SUPPLIED PASSAGE =>

Segment Open

This function should never be called directly by the user. Instead, the user should define a DAG object using the empty_dag and node_td functions and set the type argument inside of a node_td call to "time_to_event". This DAG can be passed to the sim_discrete_time function to generate the desired data. Many examples and more explanations are given below and in the vignettes of this package.

What can be done with it:

This type of node naturally supports the implementation of terminal and recurrent events that may be influenced by pretty much anything. By specifying the parents and prob_fun arguments correctly, it is possible to create an event type that is dependent on past events of itself or other time-to-event variables and other variables in general. The user can include any amount of these nodes in their simulation. It may also be used to simulate any kind of binary time-dependent variable that one would usually not associate with the name "event" as well. It is very flexible, but it does require the user to do some coding by themselves (e.g. creating a suitable function for the prob_fun argument).

Segment Closed

INFORMATION SHOWN =>
Segment Open

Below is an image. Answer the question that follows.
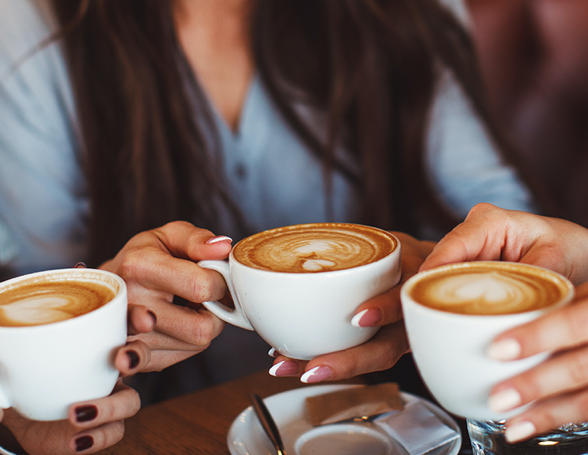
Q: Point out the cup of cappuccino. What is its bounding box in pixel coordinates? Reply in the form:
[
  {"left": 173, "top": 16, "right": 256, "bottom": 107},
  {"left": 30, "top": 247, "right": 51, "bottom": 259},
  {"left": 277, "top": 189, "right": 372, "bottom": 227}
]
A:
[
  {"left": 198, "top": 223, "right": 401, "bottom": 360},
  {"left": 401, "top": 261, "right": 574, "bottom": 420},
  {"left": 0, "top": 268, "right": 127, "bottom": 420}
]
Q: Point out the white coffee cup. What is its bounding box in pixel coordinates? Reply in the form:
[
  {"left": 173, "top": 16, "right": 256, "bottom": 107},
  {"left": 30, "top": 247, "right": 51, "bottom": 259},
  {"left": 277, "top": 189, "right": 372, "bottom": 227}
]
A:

Segment Closed

TO DO =>
- a) List every function the time-to-event passage names.
- b) Answer from the time-to-event passage, one line per question:
(i) What value is the type argument inside a node_td call set to?
(ii) Which two arguments must be specified correctly to make an event depend on past events?
(iii) Apart from events, what else can this node type be used to simulate?
- c) Extend the passage on time-to-event nodes from its last sentence.

ANSWERS TO THIS EXERCISE =>
- a) empty_dag, node_td, sim_discrete_time

- b)
(i) "time_to_event"
(ii) parents and prob_fun
(iii) Any kind of binary time-dependent variable that one would usually not associate with the name "event"

- c)
What can't be done with it:

Currently this function only allows binary events. Categorical event types may be implemented using the node_competing_events function, which works in a very similar fashion.

Author

Robin Denz, Katharina Meiszl

Value

Returns a data.table containing at least two columns with updated values of the node.

Note

This function cannot be called outside of the sim_discrete_time function. It only makes sense to use it as a type in a node_td function call, as described in the documentation and vignettes.

Examples

library(simDAG)

## a simple terminal time-to-event node, with a constant probability of
## occurrence, independent of any other variable
dag <- empty_dag() +
  node_td("death", type="time_to_event", prob_fun=0.0001,
          event_duration=Inf)

## a simple recurrent time-to-event node with a constant probability of
## occurrence, independent of any other variable
dag <- empty_dag() +
  node_td("car_crash", type="time_to_event", prob_fun=0.001, event_duration=1)

## a time-to-event node with a time-dependent probability function that
## has an additional argument
prob_car_crash <- function(data, sim_time, base_p) {
  return(base_p + sim_time * 0.0001)
}

dag <- empty_dag() +
  node_td("car_crash", type="time_to_event", prob_fun=prob_car_crash,
          event_duration=1, base_p=0.0001)

## a time-to-event node with a probability function dependent on a
## time-fixed variable
prob_car_crash <- function(data) {
  ifelse(data$sex==1, 0.001, 0.01)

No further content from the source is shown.